Format the material below, from its beginning through the line containing "positive clicks: (165, 219)" inclusive, as a Markdown table with the columns Number and Text, leaving out blank lines. Omit the pictures from the table.

_Given records:_
·····

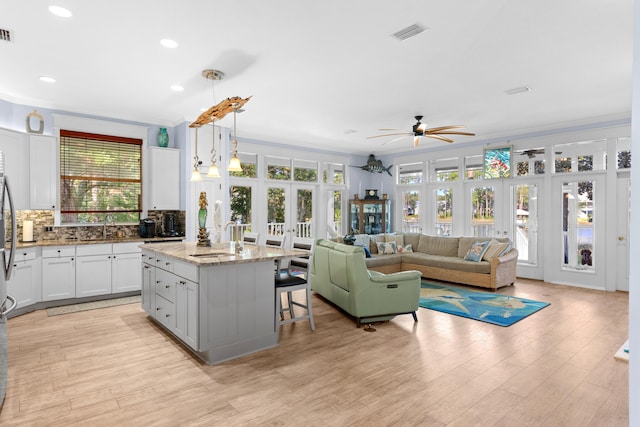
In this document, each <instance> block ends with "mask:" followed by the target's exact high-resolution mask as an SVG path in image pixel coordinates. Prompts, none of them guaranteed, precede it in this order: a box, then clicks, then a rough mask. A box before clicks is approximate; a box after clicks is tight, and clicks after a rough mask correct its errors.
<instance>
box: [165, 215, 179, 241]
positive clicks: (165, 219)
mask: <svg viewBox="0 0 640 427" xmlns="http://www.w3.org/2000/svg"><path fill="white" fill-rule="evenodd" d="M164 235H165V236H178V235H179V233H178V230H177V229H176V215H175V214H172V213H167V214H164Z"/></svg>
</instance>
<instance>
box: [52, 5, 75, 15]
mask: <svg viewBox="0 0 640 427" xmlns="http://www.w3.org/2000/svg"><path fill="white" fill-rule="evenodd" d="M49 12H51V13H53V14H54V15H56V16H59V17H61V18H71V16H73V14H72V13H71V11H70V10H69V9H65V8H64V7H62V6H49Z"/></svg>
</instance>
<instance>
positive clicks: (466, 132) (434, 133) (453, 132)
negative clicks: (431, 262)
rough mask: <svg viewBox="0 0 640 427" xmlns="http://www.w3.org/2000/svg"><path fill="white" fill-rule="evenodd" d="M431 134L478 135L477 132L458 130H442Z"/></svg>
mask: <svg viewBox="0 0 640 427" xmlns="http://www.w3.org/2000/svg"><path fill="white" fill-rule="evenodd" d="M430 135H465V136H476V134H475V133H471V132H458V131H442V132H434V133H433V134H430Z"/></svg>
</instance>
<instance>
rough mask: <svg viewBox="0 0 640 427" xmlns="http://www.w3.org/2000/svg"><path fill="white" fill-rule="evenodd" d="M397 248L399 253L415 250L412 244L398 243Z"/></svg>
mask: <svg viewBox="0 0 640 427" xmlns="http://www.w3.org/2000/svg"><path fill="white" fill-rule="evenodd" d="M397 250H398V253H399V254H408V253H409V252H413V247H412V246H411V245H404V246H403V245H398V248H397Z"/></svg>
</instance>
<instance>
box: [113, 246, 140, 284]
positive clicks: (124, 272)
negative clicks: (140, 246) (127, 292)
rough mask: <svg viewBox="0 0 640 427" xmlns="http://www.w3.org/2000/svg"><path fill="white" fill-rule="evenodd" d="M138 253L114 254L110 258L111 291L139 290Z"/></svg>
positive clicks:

·····

_Exercise answer:_
| Number | Text |
|---|---|
| 1 | In this document, each <instance> block ends with "mask:" followed by the target's exact high-resolution mask as an SVG path in image pixel coordinates. Prompts, none of them guaranteed, precede it in this order: a box, then clicks, then a rough mask. A box before clicks is approximate; a box after clicks is tight, and clicks after a rough mask correct its errors. |
| 2 | <instance> |
| 3 | box: [165, 215, 179, 241] |
| 4 | positive clicks: (165, 219) |